**Problem to solve**: Lay out every line of the items below as a Markdown table with two columns, Row and Line. Number the rows in order and leave out blank lines.

**Record extracts**:

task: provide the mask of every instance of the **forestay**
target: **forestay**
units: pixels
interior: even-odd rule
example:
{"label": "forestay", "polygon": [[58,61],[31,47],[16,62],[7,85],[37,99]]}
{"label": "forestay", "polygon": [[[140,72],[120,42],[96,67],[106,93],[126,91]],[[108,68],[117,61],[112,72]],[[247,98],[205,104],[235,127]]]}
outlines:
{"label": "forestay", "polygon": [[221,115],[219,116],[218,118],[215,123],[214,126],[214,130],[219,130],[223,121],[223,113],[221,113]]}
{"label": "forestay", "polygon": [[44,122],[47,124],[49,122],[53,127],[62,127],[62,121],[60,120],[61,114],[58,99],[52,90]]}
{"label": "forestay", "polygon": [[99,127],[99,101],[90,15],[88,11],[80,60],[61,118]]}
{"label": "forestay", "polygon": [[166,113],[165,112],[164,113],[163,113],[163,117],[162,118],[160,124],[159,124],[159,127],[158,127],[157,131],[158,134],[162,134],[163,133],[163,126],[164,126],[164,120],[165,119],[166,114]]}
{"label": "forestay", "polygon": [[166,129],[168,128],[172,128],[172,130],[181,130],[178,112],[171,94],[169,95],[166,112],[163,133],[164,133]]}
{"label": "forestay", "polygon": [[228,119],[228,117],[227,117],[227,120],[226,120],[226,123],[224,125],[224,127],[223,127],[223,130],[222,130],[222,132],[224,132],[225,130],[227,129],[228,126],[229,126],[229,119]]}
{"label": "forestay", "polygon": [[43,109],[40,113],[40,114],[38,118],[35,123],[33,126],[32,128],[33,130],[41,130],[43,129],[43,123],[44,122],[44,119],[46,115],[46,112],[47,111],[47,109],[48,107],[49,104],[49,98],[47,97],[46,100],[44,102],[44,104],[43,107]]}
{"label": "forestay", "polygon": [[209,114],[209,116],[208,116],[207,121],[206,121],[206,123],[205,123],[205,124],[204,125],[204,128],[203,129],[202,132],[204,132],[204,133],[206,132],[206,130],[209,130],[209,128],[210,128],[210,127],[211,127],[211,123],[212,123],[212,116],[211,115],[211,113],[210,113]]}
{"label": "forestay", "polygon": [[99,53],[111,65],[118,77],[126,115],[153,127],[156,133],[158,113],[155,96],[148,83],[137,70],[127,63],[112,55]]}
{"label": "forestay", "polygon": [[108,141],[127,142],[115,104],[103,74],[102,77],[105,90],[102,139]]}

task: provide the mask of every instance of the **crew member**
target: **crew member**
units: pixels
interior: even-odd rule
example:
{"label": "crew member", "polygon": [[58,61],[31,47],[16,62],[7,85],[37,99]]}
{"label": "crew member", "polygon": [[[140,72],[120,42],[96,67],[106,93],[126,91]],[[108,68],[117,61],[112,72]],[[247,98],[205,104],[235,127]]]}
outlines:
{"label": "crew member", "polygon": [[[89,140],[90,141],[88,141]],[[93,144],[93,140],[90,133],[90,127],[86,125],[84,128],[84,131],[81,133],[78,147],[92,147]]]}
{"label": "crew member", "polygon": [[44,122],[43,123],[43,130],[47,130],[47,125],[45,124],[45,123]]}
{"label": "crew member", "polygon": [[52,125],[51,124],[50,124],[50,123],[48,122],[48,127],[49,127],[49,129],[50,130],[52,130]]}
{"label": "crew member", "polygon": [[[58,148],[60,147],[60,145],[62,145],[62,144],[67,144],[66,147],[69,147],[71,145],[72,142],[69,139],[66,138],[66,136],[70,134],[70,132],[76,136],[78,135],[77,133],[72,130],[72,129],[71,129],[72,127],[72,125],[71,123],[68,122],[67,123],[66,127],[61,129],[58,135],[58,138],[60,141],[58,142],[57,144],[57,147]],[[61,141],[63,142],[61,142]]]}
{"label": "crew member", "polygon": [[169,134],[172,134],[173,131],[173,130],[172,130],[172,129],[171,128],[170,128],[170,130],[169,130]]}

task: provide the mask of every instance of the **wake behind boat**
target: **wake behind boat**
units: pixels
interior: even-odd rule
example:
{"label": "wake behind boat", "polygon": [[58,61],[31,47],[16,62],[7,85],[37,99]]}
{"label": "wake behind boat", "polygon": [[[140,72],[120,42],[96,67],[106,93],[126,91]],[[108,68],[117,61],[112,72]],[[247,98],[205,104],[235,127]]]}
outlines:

**Complete output**:
| Row | Line |
|---|---|
| 1 | task: provide the mask of every instance of the **forestay** |
| 2 | target: **forestay** |
| 3 | units: pixels |
| 4 | interior: even-odd rule |
| 5 | example: |
| 6 | {"label": "forestay", "polygon": [[58,61],[31,47],[16,62],[7,85],[37,99]]} |
| 7 | {"label": "forestay", "polygon": [[[140,72],[120,42],[96,67],[106,93],[126,91]],[[108,68],[117,61],[112,72]],[[247,98],[205,104],[235,127]]]} |
| 8 | outlines: |
| 9 | {"label": "forestay", "polygon": [[221,115],[219,116],[218,118],[215,123],[214,126],[214,130],[219,130],[223,121],[223,113],[221,113]]} |
| 10 | {"label": "forestay", "polygon": [[44,122],[47,124],[49,122],[53,127],[62,127],[62,121],[60,120],[61,114],[58,99],[52,90]]} |
| 11 | {"label": "forestay", "polygon": [[99,127],[99,101],[90,15],[88,11],[80,60],[61,118]]} |
| 12 | {"label": "forestay", "polygon": [[166,113],[165,112],[164,113],[163,113],[163,117],[162,118],[160,124],[159,124],[159,127],[158,127],[157,131],[158,134],[162,134],[163,133],[163,126],[164,126],[164,120],[165,119],[166,114]]} |
| 13 | {"label": "forestay", "polygon": [[166,129],[168,128],[172,128],[172,130],[181,130],[178,112],[171,94],[169,95],[166,112],[163,133],[164,133]]} |
| 14 | {"label": "forestay", "polygon": [[228,119],[228,117],[227,117],[227,120],[226,120],[226,123],[224,125],[224,127],[223,127],[223,130],[222,130],[222,132],[224,132],[225,130],[227,129],[228,126],[229,126],[229,119]]} |
| 15 | {"label": "forestay", "polygon": [[43,109],[40,113],[40,114],[38,118],[35,123],[33,126],[32,128],[33,130],[41,130],[43,129],[43,123],[44,122],[44,119],[46,115],[46,112],[47,111],[47,109],[48,107],[49,104],[49,98],[47,97],[46,100],[44,102],[44,104],[43,107]]} |
| 16 | {"label": "forestay", "polygon": [[209,114],[209,116],[208,116],[207,121],[206,121],[206,123],[205,123],[205,124],[204,125],[204,128],[203,129],[202,132],[204,132],[204,133],[206,132],[206,130],[209,130],[209,128],[210,128],[210,127],[211,127],[211,123],[212,123],[212,116],[211,115],[211,113],[210,113]]} |
| 17 | {"label": "forestay", "polygon": [[99,53],[111,65],[118,77],[126,115],[153,127],[156,133],[158,113],[155,96],[148,83],[137,70],[127,63],[112,55]]} |
| 18 | {"label": "forestay", "polygon": [[108,141],[127,142],[115,104],[103,74],[102,77],[105,90],[102,139]]} |
| 19 | task: provide the mask of every instance of the **crew member** |
| 20 | target: **crew member** |
| 21 | units: pixels |
| 22 | interior: even-odd rule |
| 23 | example: |
| 24 | {"label": "crew member", "polygon": [[58,61],[31,47],[16,62],[7,85],[37,99]]} |
| 25 | {"label": "crew member", "polygon": [[[140,72],[120,42],[96,67],[106,93],[126,91]],[[108,68],[117,61],[112,72]],[[247,98],[205,104],[235,127]]]} |
| 26 | outlines: |
| 27 | {"label": "crew member", "polygon": [[[89,140],[90,141],[88,141]],[[93,144],[93,140],[90,133],[90,127],[86,125],[84,128],[84,131],[81,133],[78,147],[92,147]]]} |
| 28 | {"label": "crew member", "polygon": [[44,122],[43,123],[43,130],[47,130],[47,125],[45,124],[45,123]]} |
| 29 | {"label": "crew member", "polygon": [[52,125],[51,124],[50,124],[50,123],[48,122],[48,127],[49,127],[49,129],[50,130],[52,130]]} |
| 30 | {"label": "crew member", "polygon": [[[58,148],[60,147],[60,145],[62,145],[62,144],[67,144],[66,147],[69,147],[71,145],[72,142],[69,139],[66,138],[66,136],[70,134],[70,132],[76,136],[78,135],[77,133],[72,130],[72,129],[71,129],[72,127],[72,125],[71,123],[68,122],[67,123],[66,127],[61,129],[58,135],[58,138],[60,141],[58,142],[57,144],[57,147]],[[61,141],[63,142],[61,142]]]} |
| 31 | {"label": "crew member", "polygon": [[169,134],[172,134],[173,131],[173,130],[172,130],[172,129],[171,128],[170,128],[170,130],[169,130]]} |
| 32 | task: provide the mask of every instance of the **wake behind boat** |
| 33 | target: **wake behind boat** |
| 34 | units: pixels |
| 35 | interior: even-odd rule |
| 36 | example: |
| 37 | {"label": "wake behind boat", "polygon": [[58,61],[31,47],[16,62],[7,85],[37,99]]} |
| 38 | {"label": "wake behind boat", "polygon": [[[140,72],[120,42],[96,67],[106,93],[126,91]],[[108,68],[117,61],[112,72]],[[247,98],[205,104],[235,127]]]} |
| 39 | outlines: |